:: Задание a ::
Запишите все строки блока «Метки точек объектов» ниже в виде JSON-списка строк, по одной на каждую строку, пустые строки пропустите. Изображения в ответ не включайте.

:: Исходный текст ::
--------
Наши партнеры

Глаголев. Еще критика: (Письмо редактору)


А. Г. ГЛАГОЛЕВ

Еще критика

(Письмо к редактору)

Прошу дать местечко в вашем «Вестнике» моему письму: дело, о котором хочу говорить с вами, немаловажно, ибо касается до нашей литературы. Скажу вам, милостивый государь, что я старик, живу здесь, в Москве, или, что все равно, в Бутырской слободе, и, не имея почти никаких дел, беспрестанно читаю. В старину я и сам кое-что пописывал; но кто старое помянет, тому глаз вон, говорит пословица. Много, много на моем веку случилось перемен в нашей словесности! Но беседа моя клонится не к тому, что было, а к тому, что теперь есть. Нашим старикам, Ломоносову, Сумарокову, Петрову, Державину, Хемницеру, Богдановичу, даже во сне не виделись такая замысловатость, такой свободный полет гения, такой обширный разгул фантазии, такая очаровательная дикость, какими щеголяет нынешняя наша поэзия.

Признаюсь вам, я было сперва порадовался новому приобретению в нашей словесности. Но теперь ужас обнимает меня, когда подумаю, что наделали новейшие преобразователи. Посмотрите на наш Парнас: это кладбище, где валяются черепы, кости, полуразвалившиеся гробницы и кресты могильные; где бродят духи, привидения, мертвецы в саванах и без саванов; где слышны крики вранов, шипение змей, вой волков... Что же касается до языка, которым все это выражается, то я уже и не знаю, право, что мне сказать должно. — Примеры убеждают лучше всего; позвольте мне что-нибудь вам представить, самое новейшее.

Из множества вот один пример: некто смастерил балладу (ужасную, как водится) и поместил ее в № 17 «Сына отечества»1. Что за баллада! Сокровище! Могильщик осеннею порою пошел копать могилу и рассуждал сам с собою: долго ли мне работать?

В теплых избах богачи без заботы

Спят на перинах теперь; а мне надобно трудиться, хлопотать, рыть могилы или таскаться с сумою

.......... И в холод и нет покою;

Что же несчастней других я родился?

Что бы и жизнь мне давать?

Словом, он наскучил бедностью, не боится ада и решается:

Дай, схороненным хоть раз поживлюся!

Дай, на остатке дней повеселюся!

Потом отбивает гроб, крадет алмазы, жемчуг, и, когда хочет похитить перстень, мертвый очнулся (заметьте: мертвый!!), стиснул преступникову руку; синие губы, роптали без звуку (мудрено!!.). Но что же вор?

Смотрит на мертвого вор...

Мутные взоры уж дня не узрели:

И конец!! — Замечать ли, что по-русски не говорится что бы и жизнь? вместо на что бы и жизнь? или темь вместо темнота. — Это безделица! Безделица и то, что вор смотрит на мертвого, а взоры дня не узрели и только на мертвого глядели; но я желал бы спросить всякого здравомыслящего человека: что за цель этой баллады? Где польза? Где удовольствие? Это ли язык богов?.. И такую балладу помещают в одном из лучших журналов наших для того только, что она подходит к модному стихотворству; для того, что в ней есть могила, мертвец и проч. и проч.
--------
(Метки точек объектов)
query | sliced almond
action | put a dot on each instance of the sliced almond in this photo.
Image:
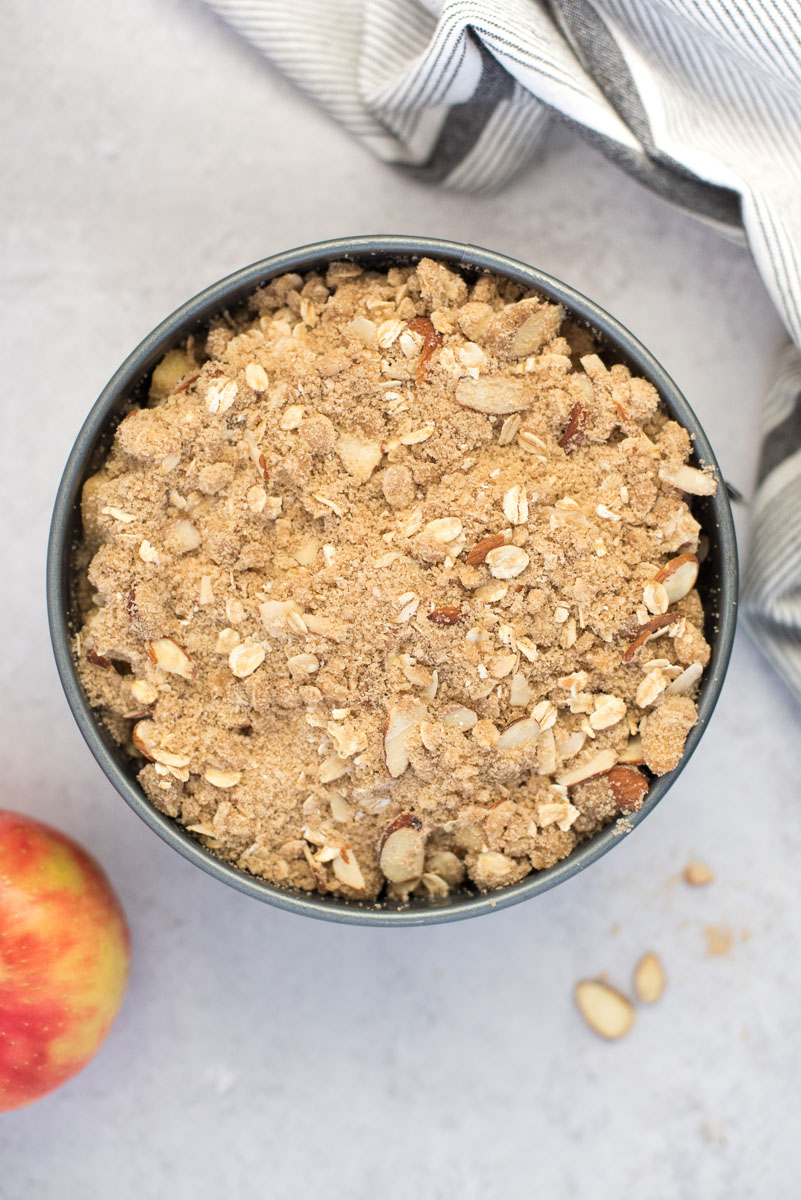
(506, 562)
(649, 979)
(275, 615)
(519, 693)
(608, 712)
(143, 691)
(480, 551)
(632, 753)
(246, 658)
(655, 598)
(360, 456)
(686, 681)
(517, 733)
(607, 1012)
(690, 479)
(144, 739)
(571, 744)
(405, 713)
(516, 505)
(628, 787)
(332, 768)
(598, 765)
(573, 433)
(679, 576)
(458, 717)
(167, 654)
(402, 850)
(222, 778)
(446, 615)
(444, 529)
(347, 869)
(495, 394)
(697, 875)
--------
:: Задание b ::
Где, согласно тексту «Еще критика», живет автор письма?

:: Ответ a ::
[
  "query | sliced almond",
  "action | put a dot on each instance of the sliced almond in this photo.",
  "Image:",
  "(506, 562)",
  "(649, 979)",
  "(275, 615)",
  "(519, 693)",
  "(608, 712)",
  "(143, 691)",
  "(480, 551)",
  "(632, 753)",
  "(246, 658)",
  "(655, 598)",
  "(360, 456)",
  "(686, 681)",
  "(517, 733)",
  "(607, 1012)",
  "(690, 479)",
  "(144, 739)",
  "(571, 744)",
  "(405, 713)",
  "(516, 505)",
  "(628, 787)",
  "(332, 768)",
  "(598, 765)",
  "(573, 433)",
  "(679, 576)",
  "(458, 717)",
  "(167, 654)",
  "(402, 850)",
  "(222, 778)",
  "(446, 615)",
  "(444, 529)",
  "(347, 869)",
  "(495, 394)",
  "(697, 875)"
]

:: Ответ b ::
В Москве, или, что все равно, в Бутырской слободе.